What is being asked — Reproduce the entire forum thread below on favorite barred chicken breeds, word for word and unchanged.

======== Text provided

# Favorite Barred breed



## Cockadoodledoo (Jan 28, 2016)

What is everyone's favorite barred breed? I have Barred Rock and Dominique currently. I think I prefer the Domonique...but mine tend to get picked on a bit, probably because their smaller size. They are great foragers!


----------



## Nm156 (May 16, 2015)

My Doms rule the roost.


----------



## Cockadoodledoo (Jan 28, 2016)

Mine get picked on so bad. But they defiantly don't shy away from the others. They are quick! So if they want a food scrap they are in and out before anyone knows to peck them! I prefer the Domonique personality to the barred Rock.


----------



## SunshineAcre (Apr 14, 2016)

Our Barred Rock was GREAT - even keeled, middle of the pack, didn't cause any problems, good egg producer but the sweet top of the pecking order was attacked by dogs and sidelined. Temporarily being at the top of the pecking order ruined my Barred Rock. She is mean and agressive now and if her behavior doesn't improve we may need to re-home her!


----------



## dawg53 (Aug 25, 2015)

Barred Rocks of course. Actually from my experience they seem to handle heat and humidity better than some Mediterranean breeds. They are a great all around breed and joy to have.


----------



## seminole wind (Aug 22, 2015)

dawg53 said:


> Barred Rocks of course. Actually from my experience they seem to handle heat and humidity better than some Mediterranean breeds. They are a great all around breed and joy to have.


Can't wait to get some. But I am downsizing to 15 chickens plus silkies. I don't count my silkies in with my chickens.


----------



## Cockadoodledoo (Jan 28, 2016)

================
======== Supplied information

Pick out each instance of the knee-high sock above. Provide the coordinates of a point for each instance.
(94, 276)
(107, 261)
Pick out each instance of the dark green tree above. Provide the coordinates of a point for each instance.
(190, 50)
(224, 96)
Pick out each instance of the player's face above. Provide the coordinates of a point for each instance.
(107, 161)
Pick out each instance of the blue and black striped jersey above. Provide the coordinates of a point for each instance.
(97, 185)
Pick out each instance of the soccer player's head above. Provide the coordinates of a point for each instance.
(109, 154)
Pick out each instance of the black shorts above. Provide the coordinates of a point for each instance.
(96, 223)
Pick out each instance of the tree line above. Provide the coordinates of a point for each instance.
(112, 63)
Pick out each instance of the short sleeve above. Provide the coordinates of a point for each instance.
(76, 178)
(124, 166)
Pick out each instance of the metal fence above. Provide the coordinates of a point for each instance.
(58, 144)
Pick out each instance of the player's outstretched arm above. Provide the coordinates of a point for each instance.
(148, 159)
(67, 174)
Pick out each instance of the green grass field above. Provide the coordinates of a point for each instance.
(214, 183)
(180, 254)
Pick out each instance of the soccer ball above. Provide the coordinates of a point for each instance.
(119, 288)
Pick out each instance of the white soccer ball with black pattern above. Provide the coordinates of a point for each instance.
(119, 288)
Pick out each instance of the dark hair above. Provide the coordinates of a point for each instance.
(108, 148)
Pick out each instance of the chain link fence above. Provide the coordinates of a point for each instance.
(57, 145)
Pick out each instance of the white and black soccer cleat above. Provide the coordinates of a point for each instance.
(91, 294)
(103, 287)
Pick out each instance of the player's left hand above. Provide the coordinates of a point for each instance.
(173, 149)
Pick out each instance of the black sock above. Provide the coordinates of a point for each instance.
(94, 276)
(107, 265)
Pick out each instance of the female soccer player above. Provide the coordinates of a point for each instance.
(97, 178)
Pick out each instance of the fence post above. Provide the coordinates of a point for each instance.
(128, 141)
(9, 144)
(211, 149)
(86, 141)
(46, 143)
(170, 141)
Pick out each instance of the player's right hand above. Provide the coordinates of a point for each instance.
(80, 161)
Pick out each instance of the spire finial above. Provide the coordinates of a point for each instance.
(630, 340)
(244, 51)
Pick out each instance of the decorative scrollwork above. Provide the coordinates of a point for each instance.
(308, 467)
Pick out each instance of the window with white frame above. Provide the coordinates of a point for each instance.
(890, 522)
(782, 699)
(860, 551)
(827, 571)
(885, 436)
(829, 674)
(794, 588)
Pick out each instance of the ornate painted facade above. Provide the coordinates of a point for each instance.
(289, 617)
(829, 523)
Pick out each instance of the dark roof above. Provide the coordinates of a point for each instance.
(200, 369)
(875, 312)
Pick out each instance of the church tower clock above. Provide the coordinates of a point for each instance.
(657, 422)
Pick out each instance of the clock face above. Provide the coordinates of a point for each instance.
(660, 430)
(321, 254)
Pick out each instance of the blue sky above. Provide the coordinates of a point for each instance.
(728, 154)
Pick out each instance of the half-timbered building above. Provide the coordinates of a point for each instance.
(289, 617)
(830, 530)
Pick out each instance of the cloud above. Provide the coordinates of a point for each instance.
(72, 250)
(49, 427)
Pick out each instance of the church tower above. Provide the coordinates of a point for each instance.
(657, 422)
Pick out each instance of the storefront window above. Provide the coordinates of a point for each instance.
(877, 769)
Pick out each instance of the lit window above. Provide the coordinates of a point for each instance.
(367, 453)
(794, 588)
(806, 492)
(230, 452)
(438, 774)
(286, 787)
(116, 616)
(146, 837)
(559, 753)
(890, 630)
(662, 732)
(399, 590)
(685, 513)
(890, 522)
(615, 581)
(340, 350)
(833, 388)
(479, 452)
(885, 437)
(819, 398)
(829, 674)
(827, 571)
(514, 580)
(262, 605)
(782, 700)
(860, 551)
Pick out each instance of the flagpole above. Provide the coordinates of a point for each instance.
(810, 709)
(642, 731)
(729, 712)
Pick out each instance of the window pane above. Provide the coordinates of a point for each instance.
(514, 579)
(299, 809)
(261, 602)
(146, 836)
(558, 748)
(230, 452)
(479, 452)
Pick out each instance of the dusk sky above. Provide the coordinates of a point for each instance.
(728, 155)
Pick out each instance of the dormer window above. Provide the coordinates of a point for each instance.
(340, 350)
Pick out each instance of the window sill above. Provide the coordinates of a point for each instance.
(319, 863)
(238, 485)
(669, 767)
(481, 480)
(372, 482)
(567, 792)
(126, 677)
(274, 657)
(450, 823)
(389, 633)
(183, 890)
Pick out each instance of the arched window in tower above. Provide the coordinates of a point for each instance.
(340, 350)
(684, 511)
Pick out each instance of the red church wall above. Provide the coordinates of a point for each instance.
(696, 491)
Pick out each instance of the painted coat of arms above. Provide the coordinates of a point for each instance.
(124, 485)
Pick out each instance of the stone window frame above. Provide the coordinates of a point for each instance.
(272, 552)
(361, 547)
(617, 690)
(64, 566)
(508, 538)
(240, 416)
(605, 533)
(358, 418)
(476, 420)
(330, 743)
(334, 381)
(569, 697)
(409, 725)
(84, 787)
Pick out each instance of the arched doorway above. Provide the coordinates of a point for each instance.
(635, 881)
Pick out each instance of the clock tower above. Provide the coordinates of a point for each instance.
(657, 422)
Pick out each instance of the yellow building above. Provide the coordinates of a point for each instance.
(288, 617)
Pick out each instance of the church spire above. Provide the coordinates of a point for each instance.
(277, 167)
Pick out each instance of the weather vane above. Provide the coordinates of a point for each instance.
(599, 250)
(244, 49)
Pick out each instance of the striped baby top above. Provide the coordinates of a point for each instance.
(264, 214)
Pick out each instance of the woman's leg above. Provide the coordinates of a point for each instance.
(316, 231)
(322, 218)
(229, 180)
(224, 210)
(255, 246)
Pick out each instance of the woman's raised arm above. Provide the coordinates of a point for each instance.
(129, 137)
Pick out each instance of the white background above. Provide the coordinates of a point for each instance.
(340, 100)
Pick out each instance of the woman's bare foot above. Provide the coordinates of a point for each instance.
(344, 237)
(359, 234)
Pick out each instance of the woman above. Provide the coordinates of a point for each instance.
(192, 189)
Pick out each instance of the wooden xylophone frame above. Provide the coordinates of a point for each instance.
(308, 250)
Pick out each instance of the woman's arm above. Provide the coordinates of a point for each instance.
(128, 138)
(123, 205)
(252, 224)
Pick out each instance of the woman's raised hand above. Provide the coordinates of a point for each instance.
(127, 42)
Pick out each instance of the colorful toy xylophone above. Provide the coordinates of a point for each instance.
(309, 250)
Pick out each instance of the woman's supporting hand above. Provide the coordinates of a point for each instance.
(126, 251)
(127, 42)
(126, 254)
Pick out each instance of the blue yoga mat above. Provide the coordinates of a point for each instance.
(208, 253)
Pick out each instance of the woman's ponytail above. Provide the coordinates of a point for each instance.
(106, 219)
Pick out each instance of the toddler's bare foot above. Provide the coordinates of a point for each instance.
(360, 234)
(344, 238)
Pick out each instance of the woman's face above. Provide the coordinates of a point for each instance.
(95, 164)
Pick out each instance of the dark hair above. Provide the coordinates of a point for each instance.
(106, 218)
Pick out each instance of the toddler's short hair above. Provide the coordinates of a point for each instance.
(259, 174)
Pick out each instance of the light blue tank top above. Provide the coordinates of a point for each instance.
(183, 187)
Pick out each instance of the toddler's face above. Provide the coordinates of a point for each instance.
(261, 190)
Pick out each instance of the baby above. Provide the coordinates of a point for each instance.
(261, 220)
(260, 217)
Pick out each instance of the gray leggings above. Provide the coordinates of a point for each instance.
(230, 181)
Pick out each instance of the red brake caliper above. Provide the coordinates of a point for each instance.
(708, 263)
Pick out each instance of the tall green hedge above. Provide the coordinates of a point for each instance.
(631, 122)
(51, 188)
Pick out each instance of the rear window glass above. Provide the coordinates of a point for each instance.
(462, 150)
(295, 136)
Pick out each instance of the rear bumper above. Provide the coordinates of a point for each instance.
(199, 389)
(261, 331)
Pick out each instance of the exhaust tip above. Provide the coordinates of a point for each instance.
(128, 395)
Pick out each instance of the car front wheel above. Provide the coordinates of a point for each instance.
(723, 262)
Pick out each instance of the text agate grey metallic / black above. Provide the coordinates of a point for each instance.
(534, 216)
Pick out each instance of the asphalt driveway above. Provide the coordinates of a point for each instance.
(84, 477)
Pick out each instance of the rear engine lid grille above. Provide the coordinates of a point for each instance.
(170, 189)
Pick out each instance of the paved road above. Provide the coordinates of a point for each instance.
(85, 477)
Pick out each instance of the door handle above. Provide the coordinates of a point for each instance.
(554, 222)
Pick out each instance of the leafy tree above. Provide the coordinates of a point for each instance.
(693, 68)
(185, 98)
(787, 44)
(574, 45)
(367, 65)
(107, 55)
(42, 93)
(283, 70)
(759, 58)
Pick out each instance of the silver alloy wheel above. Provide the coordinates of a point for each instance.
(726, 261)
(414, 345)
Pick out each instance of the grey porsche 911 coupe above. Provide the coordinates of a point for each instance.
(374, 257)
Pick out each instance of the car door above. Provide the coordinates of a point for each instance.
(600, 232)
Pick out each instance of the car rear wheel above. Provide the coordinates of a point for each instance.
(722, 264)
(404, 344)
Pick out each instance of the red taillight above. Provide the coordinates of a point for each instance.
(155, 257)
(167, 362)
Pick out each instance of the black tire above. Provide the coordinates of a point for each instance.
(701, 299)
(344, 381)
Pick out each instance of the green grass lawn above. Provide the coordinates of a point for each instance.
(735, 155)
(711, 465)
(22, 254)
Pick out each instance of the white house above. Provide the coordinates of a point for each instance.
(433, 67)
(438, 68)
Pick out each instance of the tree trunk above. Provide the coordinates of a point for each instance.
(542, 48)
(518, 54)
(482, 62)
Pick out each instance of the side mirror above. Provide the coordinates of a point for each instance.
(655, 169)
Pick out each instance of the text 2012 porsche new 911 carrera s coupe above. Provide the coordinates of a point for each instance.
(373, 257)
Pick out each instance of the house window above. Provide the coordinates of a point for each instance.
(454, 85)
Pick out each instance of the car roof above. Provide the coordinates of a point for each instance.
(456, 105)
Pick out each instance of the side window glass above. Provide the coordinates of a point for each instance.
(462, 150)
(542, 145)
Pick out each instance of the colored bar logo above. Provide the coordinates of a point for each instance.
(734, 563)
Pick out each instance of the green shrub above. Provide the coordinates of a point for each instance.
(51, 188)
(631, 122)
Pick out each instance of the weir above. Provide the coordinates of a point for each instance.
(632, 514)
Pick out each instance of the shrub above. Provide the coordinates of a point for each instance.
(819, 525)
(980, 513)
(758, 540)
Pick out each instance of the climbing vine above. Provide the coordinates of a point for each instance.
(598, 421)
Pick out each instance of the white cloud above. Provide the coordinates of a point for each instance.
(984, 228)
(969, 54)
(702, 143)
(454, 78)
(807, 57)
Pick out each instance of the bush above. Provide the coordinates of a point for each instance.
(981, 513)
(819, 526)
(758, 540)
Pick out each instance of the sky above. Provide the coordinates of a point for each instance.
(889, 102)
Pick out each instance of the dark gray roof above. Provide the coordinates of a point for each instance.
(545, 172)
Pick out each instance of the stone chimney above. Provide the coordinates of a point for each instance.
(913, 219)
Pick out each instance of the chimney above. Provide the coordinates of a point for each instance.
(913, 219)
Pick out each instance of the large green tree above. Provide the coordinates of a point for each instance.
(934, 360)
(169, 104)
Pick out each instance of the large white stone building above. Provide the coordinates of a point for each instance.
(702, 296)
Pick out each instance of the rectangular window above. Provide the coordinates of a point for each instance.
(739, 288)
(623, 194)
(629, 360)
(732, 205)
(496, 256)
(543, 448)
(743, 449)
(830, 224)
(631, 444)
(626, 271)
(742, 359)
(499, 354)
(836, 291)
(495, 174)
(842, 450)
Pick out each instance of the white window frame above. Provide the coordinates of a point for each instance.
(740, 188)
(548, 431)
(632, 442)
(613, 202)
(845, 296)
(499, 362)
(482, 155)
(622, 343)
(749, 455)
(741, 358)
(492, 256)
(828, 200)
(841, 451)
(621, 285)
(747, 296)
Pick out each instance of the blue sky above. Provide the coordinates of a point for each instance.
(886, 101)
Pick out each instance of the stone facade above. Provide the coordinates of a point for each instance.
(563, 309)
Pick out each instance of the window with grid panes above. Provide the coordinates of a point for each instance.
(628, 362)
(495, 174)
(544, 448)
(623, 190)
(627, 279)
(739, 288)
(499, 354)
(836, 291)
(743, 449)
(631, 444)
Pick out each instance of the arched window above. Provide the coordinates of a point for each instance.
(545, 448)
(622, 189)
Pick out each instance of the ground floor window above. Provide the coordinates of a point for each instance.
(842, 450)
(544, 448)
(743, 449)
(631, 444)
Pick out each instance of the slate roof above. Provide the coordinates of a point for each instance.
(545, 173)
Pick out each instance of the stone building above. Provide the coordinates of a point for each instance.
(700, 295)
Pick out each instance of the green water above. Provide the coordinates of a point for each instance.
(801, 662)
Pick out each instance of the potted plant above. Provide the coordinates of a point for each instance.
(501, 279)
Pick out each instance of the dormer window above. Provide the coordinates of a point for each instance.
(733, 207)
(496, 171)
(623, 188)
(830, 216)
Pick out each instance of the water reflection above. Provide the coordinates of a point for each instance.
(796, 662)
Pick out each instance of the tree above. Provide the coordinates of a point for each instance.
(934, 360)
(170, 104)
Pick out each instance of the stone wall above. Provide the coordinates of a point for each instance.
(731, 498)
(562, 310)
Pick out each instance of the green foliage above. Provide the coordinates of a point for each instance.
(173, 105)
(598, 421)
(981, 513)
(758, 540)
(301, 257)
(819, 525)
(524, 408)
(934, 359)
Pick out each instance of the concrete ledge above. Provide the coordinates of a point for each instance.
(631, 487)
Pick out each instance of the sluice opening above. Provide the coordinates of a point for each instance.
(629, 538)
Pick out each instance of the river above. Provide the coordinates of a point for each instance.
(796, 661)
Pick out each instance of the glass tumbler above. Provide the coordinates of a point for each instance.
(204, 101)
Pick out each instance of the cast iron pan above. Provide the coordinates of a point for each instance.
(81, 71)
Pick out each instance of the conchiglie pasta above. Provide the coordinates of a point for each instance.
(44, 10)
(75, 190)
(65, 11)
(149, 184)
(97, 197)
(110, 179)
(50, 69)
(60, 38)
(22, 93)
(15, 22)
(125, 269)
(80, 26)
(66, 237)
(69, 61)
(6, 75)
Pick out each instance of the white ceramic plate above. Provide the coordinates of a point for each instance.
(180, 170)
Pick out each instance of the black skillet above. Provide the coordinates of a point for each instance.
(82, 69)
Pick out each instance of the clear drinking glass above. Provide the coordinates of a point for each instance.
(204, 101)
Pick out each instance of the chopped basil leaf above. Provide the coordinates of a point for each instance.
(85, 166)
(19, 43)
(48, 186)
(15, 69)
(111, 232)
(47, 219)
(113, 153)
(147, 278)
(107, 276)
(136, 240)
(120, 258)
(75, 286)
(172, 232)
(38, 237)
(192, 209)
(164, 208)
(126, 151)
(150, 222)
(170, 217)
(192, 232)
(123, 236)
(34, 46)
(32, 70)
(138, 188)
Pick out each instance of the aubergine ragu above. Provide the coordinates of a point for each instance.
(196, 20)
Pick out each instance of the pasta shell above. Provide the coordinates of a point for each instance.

================

Solution to this problem —
# Favorite Barred breed



## Cockadoodledoo (Jan 28, 2016)

What is everyone's favorite barred breed? I have Barred Rock and Dominique currently. I think I prefer the Domonique...but mine tend to get picked on a bit, probably because their smaller size. They are great foragers!


----------



## Nm156 (May 16, 2015)

My Doms rule the roost.


----------



## Cockadoodledoo (Jan 28, 2016)

Mine get picked on so bad. But they defiantly don't shy away from the others. They are quick! So if they want a food scrap they are in and out before anyone knows to peck them! I prefer the Domonique personality to the barred Rock.


----------



## SunshineAcre (Apr 14, 2016)

Our Barred Rock was GREAT - even keeled, middle of the pack, didn't cause any problems, good egg producer but the sweet top of the pecking order was attacked by dogs and sidelined. Temporarily being at the top of the pecking order ruined my Barred Rock. She is mean and agressive now and if her behavior doesn't improve we may need to re-home her!


----------



## dawg53 (Aug 25, 2015)

Barred Rocks of course. Actually from my experience they seem to handle heat and humidity better than some Mediterranean breeds. They are a great all around breed and joy to have.


----------



## seminole wind (Aug 22, 2015)

dawg53 said:


> Barred Rocks of course. Actually from my experience they seem to handle heat and humidity better than some Mediterranean breeds. They are a great all around breed and joy to have.


Can't wait to get some. But I am downsizing to 15 chickens plus silkies. I don't count my silkies in with my chickens.


----------



## Cockadoodledoo (Jan 28, 2016)